-- start of DATA FOR THIS TASK --

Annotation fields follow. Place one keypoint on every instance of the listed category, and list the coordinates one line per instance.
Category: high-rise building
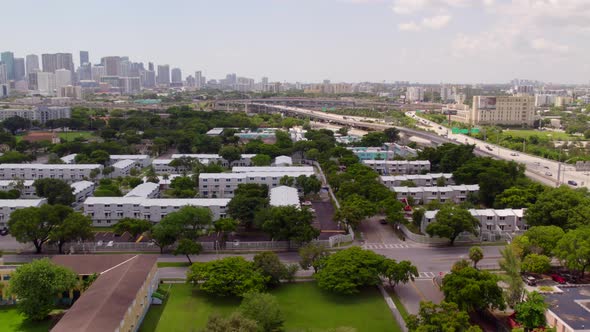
(63, 77)
(8, 59)
(163, 75)
(199, 79)
(32, 63)
(112, 65)
(98, 72)
(176, 75)
(84, 57)
(3, 73)
(46, 83)
(19, 69)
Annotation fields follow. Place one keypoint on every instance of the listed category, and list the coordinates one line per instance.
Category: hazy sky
(311, 40)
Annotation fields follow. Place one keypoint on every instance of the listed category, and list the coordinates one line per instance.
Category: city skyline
(456, 41)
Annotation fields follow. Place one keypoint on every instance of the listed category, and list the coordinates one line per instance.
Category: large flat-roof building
(8, 206)
(392, 167)
(66, 172)
(107, 211)
(225, 184)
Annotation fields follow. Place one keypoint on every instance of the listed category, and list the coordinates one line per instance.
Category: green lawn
(305, 307)
(12, 321)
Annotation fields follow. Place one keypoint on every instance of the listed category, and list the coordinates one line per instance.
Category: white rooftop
(270, 169)
(49, 166)
(284, 196)
(22, 203)
(143, 190)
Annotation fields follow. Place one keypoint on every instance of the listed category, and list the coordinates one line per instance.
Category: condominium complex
(420, 180)
(425, 195)
(10, 205)
(106, 211)
(41, 113)
(493, 223)
(67, 172)
(387, 167)
(500, 110)
(225, 184)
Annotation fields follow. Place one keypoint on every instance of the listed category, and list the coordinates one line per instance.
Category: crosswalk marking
(384, 246)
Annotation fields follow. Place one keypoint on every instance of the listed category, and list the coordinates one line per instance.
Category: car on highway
(558, 279)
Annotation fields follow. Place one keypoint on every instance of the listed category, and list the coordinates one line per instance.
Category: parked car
(529, 280)
(558, 279)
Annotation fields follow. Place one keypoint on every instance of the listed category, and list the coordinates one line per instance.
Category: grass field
(305, 308)
(552, 135)
(12, 321)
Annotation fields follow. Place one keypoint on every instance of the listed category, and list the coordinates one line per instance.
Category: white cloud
(436, 22)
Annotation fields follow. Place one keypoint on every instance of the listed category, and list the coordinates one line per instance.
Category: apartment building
(387, 167)
(10, 205)
(500, 110)
(223, 185)
(425, 195)
(146, 190)
(493, 223)
(107, 211)
(420, 180)
(67, 172)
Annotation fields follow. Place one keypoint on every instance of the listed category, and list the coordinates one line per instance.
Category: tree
(55, 190)
(264, 309)
(443, 317)
(188, 247)
(261, 160)
(531, 313)
(511, 265)
(16, 123)
(472, 289)
(535, 263)
(37, 284)
(346, 271)
(574, 249)
(311, 255)
(75, 227)
(230, 153)
(396, 272)
(236, 322)
(270, 266)
(290, 223)
(475, 255)
(392, 134)
(452, 220)
(230, 276)
(35, 224)
(135, 227)
(544, 238)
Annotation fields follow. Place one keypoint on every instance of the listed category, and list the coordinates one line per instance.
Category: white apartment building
(223, 185)
(145, 190)
(425, 195)
(82, 190)
(493, 223)
(10, 205)
(284, 196)
(123, 167)
(141, 160)
(66, 172)
(420, 180)
(387, 167)
(271, 169)
(107, 211)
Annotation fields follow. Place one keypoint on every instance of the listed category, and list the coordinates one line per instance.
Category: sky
(428, 41)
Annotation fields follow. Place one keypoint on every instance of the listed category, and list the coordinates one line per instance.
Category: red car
(558, 279)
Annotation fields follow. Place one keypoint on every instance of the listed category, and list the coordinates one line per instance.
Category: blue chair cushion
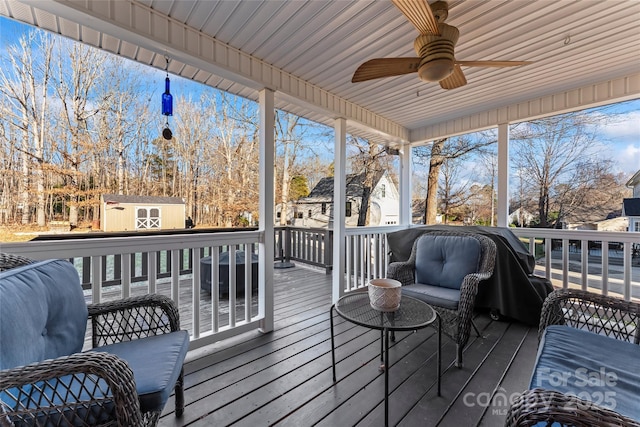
(156, 363)
(434, 295)
(43, 314)
(571, 361)
(445, 260)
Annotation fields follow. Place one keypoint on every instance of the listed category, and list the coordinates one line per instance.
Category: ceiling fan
(434, 46)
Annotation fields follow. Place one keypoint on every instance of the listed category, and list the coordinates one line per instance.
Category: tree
(27, 90)
(77, 79)
(368, 161)
(452, 194)
(558, 161)
(438, 153)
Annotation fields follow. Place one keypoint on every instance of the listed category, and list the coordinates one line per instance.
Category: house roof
(584, 53)
(120, 198)
(323, 191)
(631, 207)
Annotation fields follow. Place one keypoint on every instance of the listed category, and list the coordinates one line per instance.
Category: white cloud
(626, 127)
(628, 158)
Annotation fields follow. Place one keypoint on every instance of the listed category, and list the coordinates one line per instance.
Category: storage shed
(129, 213)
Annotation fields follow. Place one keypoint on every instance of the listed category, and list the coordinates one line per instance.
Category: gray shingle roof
(324, 189)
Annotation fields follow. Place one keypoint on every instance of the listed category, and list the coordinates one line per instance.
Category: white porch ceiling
(585, 52)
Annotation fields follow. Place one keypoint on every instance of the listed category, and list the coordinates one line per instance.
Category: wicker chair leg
(459, 356)
(179, 391)
(475, 328)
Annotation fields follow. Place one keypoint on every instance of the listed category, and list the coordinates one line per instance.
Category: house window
(147, 218)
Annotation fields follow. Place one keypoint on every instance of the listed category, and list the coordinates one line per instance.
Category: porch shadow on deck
(284, 377)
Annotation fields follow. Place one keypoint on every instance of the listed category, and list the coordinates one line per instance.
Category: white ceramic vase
(384, 294)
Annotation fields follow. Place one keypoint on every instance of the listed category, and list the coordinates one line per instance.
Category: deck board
(284, 377)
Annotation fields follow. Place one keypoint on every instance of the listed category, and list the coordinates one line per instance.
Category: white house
(316, 210)
(631, 206)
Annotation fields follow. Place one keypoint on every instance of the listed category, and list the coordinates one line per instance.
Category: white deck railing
(115, 267)
(597, 261)
(119, 267)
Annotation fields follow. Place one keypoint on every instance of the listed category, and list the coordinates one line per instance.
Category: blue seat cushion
(434, 295)
(156, 363)
(43, 314)
(596, 368)
(445, 260)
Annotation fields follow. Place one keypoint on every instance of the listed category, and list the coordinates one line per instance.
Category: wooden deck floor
(284, 378)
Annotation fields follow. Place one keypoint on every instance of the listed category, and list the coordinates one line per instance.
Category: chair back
(444, 260)
(43, 314)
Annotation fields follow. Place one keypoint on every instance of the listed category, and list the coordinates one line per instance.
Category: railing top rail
(593, 235)
(107, 246)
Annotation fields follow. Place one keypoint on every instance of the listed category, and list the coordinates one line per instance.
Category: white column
(503, 174)
(339, 202)
(405, 185)
(266, 187)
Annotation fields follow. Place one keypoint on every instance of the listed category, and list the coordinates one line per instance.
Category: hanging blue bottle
(167, 100)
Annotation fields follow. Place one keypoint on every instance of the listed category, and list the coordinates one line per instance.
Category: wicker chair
(93, 387)
(444, 270)
(584, 310)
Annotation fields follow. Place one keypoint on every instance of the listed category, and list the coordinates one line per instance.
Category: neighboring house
(631, 206)
(129, 213)
(316, 210)
(522, 217)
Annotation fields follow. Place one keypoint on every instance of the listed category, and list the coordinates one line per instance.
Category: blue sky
(621, 138)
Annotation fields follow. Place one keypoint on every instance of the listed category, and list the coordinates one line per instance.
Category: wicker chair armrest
(402, 272)
(132, 318)
(9, 261)
(602, 314)
(547, 406)
(84, 386)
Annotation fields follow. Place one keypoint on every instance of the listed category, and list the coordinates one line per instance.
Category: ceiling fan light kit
(434, 48)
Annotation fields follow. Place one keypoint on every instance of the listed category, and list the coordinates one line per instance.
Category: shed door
(147, 218)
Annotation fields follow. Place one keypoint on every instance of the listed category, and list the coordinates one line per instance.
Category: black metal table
(412, 314)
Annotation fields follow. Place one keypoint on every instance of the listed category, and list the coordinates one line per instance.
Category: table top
(412, 314)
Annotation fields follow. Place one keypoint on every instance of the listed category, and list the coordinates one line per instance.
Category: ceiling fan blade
(454, 80)
(385, 67)
(419, 13)
(493, 63)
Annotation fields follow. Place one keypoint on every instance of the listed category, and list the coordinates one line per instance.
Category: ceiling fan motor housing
(436, 53)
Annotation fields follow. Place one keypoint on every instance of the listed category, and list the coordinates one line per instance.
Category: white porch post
(339, 200)
(503, 174)
(405, 185)
(266, 187)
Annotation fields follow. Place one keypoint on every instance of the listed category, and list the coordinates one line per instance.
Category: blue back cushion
(43, 314)
(597, 368)
(445, 260)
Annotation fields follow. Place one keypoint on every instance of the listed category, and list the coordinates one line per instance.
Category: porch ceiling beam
(145, 27)
(617, 90)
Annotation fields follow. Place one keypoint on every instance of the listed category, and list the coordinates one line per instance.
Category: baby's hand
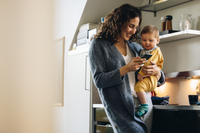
(140, 77)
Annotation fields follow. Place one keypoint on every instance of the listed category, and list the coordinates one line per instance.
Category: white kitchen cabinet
(78, 94)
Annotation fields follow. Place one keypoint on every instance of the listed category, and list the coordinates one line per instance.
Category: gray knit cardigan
(114, 90)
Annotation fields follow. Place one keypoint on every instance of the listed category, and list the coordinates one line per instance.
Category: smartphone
(147, 56)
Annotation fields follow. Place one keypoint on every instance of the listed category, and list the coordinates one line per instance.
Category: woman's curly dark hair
(113, 22)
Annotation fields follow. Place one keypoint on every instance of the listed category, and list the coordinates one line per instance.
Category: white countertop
(165, 107)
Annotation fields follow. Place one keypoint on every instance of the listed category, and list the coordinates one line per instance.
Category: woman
(114, 59)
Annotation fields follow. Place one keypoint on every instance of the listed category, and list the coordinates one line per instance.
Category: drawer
(104, 129)
(101, 115)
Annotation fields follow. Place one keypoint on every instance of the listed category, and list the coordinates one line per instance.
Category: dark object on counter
(160, 100)
(168, 22)
(167, 32)
(193, 99)
(171, 121)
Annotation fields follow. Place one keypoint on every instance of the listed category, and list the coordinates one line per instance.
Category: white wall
(26, 67)
(178, 55)
(67, 16)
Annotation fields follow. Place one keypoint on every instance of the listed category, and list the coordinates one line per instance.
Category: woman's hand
(133, 65)
(140, 77)
(151, 70)
(136, 63)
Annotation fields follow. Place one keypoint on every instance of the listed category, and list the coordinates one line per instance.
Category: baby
(149, 40)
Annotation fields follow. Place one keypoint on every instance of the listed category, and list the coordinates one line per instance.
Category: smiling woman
(113, 62)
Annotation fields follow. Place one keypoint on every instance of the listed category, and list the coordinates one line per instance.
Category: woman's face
(149, 40)
(129, 29)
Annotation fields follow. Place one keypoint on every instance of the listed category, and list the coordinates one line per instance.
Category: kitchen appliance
(193, 99)
(186, 22)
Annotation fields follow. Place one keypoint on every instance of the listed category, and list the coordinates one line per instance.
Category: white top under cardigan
(131, 74)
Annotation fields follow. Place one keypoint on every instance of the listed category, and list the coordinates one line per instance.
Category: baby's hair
(150, 29)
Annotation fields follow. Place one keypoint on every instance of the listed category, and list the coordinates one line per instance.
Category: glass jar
(186, 22)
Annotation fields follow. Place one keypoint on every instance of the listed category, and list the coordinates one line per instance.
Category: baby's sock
(142, 110)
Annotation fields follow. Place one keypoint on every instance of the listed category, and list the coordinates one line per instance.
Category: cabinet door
(77, 94)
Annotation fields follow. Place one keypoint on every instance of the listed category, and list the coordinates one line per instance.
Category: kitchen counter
(166, 119)
(165, 107)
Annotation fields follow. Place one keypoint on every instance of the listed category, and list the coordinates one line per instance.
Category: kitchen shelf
(161, 5)
(79, 50)
(179, 35)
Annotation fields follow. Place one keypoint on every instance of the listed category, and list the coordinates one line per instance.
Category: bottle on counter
(168, 22)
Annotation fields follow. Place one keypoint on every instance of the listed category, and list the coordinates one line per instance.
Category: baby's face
(149, 40)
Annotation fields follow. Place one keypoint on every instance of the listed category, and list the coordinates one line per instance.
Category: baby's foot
(142, 110)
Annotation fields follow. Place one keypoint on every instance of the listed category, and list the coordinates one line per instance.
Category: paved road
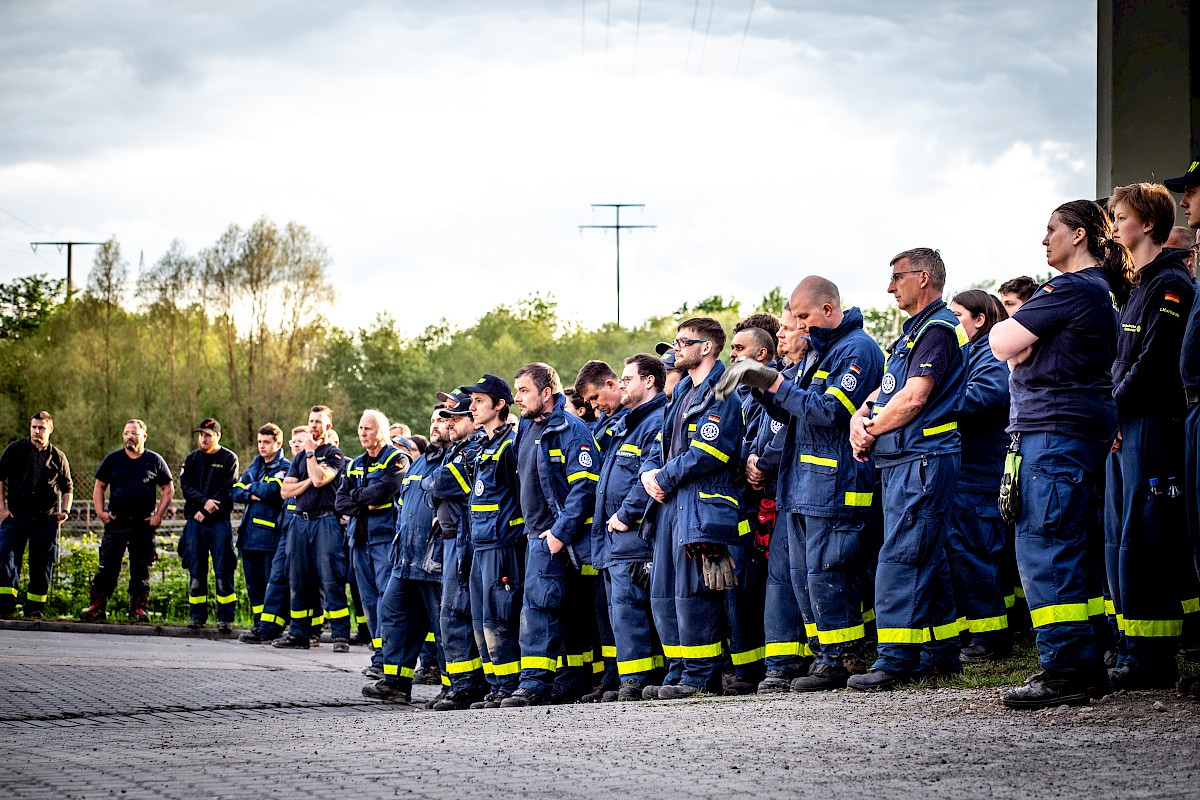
(113, 716)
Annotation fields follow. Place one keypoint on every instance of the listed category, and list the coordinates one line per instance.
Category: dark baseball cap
(1191, 178)
(457, 403)
(490, 384)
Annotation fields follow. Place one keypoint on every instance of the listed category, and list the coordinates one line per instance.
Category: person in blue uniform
(1061, 346)
(911, 427)
(1145, 541)
(262, 518)
(976, 534)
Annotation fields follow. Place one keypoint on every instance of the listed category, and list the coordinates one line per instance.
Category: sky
(447, 154)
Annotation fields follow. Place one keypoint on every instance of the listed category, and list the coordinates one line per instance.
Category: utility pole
(69, 245)
(618, 228)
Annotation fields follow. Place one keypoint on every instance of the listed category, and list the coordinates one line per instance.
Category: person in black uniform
(132, 476)
(207, 480)
(39, 481)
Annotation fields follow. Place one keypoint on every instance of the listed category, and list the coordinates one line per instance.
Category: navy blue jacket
(262, 519)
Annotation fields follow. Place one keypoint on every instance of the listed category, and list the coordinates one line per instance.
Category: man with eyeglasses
(910, 423)
(697, 513)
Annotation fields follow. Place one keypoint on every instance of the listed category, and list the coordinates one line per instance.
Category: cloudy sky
(447, 154)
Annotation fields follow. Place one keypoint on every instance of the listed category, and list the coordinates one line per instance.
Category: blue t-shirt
(1066, 385)
(132, 482)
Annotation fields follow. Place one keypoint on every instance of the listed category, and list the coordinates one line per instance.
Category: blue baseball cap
(490, 384)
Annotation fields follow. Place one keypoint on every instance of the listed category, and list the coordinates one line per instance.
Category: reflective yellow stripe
(1059, 613)
(805, 458)
(723, 497)
(748, 656)
(540, 662)
(711, 450)
(840, 635)
(841, 396)
(859, 499)
(457, 476)
(460, 667)
(1153, 627)
(906, 635)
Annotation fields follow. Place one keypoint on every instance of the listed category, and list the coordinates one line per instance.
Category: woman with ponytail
(1061, 346)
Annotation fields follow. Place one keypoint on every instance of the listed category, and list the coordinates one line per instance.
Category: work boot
(822, 678)
(456, 701)
(256, 636)
(678, 692)
(292, 642)
(875, 680)
(521, 698)
(388, 692)
(96, 611)
(777, 680)
(1049, 687)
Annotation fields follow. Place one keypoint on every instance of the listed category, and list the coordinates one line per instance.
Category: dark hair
(709, 329)
(1023, 287)
(651, 365)
(593, 374)
(1114, 259)
(977, 302)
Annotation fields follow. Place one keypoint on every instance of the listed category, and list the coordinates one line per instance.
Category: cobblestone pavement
(109, 716)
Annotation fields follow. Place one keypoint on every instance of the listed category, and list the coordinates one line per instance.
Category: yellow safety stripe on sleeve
(859, 499)
(805, 458)
(701, 650)
(1153, 627)
(988, 624)
(723, 497)
(905, 635)
(635, 666)
(1059, 613)
(841, 635)
(711, 450)
(748, 656)
(457, 476)
(781, 649)
(841, 397)
(540, 662)
(460, 667)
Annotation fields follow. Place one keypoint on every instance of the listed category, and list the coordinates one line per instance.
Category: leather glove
(748, 372)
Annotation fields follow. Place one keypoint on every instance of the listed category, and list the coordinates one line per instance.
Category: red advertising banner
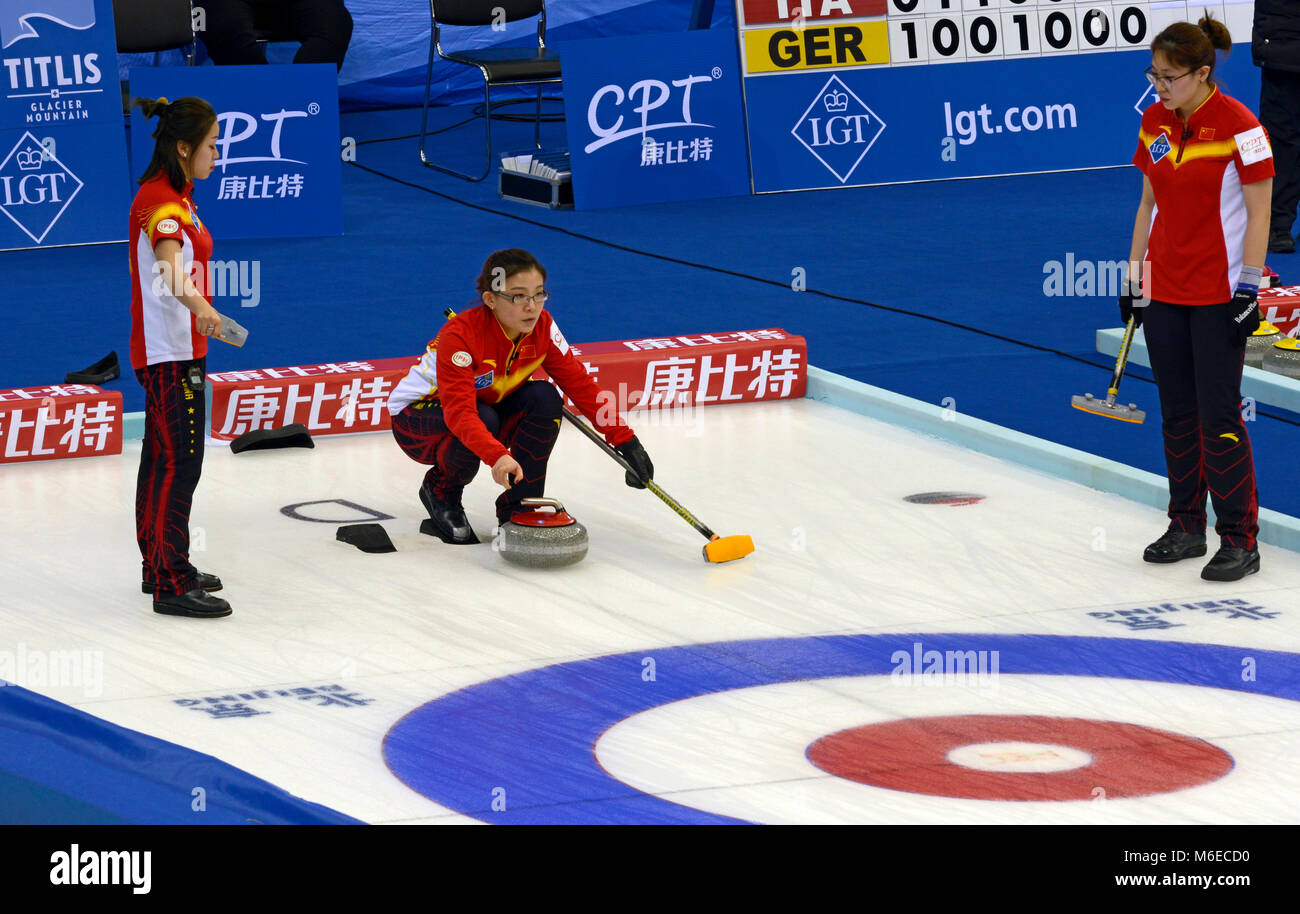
(739, 367)
(334, 398)
(788, 11)
(1281, 307)
(662, 372)
(66, 420)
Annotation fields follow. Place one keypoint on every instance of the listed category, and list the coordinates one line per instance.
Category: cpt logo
(839, 129)
(605, 113)
(16, 25)
(238, 128)
(35, 187)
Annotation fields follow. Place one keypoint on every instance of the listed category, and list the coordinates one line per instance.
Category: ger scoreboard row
(789, 35)
(852, 92)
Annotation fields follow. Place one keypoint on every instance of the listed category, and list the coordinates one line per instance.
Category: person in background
(1201, 229)
(1275, 47)
(469, 398)
(170, 324)
(324, 27)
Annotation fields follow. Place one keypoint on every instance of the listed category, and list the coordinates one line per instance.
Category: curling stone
(541, 538)
(1260, 342)
(1283, 358)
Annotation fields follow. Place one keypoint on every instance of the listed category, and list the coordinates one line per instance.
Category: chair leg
(424, 129)
(424, 117)
(537, 124)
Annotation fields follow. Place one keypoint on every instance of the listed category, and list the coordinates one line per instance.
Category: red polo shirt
(1196, 170)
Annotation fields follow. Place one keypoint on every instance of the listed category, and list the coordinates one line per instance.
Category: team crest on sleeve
(1158, 148)
(558, 338)
(1253, 146)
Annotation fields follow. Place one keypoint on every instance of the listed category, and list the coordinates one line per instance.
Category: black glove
(1244, 316)
(633, 453)
(1131, 304)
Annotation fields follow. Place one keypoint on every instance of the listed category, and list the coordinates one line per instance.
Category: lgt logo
(35, 187)
(839, 129)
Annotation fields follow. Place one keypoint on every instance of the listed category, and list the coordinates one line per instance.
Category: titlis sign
(661, 121)
(278, 172)
(63, 163)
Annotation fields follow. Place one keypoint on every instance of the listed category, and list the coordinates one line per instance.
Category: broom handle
(649, 484)
(1122, 360)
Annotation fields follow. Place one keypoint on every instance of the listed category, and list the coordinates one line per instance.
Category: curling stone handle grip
(541, 503)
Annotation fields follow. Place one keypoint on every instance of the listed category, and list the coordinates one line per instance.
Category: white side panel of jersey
(167, 321)
(1233, 217)
(420, 381)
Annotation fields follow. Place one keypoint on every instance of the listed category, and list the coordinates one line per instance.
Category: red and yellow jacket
(472, 362)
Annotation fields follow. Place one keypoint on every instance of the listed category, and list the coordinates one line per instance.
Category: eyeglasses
(1164, 82)
(540, 298)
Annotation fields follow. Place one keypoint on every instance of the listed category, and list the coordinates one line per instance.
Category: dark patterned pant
(527, 423)
(170, 463)
(1207, 450)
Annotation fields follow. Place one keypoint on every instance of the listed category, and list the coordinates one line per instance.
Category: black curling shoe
(208, 583)
(1231, 564)
(1175, 546)
(195, 603)
(446, 522)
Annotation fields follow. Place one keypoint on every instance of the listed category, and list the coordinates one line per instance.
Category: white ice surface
(837, 551)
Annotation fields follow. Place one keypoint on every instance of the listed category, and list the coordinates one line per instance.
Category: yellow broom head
(728, 549)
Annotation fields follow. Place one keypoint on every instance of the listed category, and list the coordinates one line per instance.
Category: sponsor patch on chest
(1253, 146)
(1158, 148)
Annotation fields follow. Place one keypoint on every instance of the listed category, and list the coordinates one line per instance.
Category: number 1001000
(1030, 33)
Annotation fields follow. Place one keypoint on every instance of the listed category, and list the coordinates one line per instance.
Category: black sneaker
(1231, 564)
(446, 522)
(208, 583)
(195, 603)
(1175, 546)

-- end of DATA FOR THIS TASK --

GIVEN PROBLEM - Identify every line of the records above that contains the word "cabinet", and copy each such line in full. Case counts.

EXERCISE SOLUTION -
Category: white kitchen cabinet
Category: cabinet door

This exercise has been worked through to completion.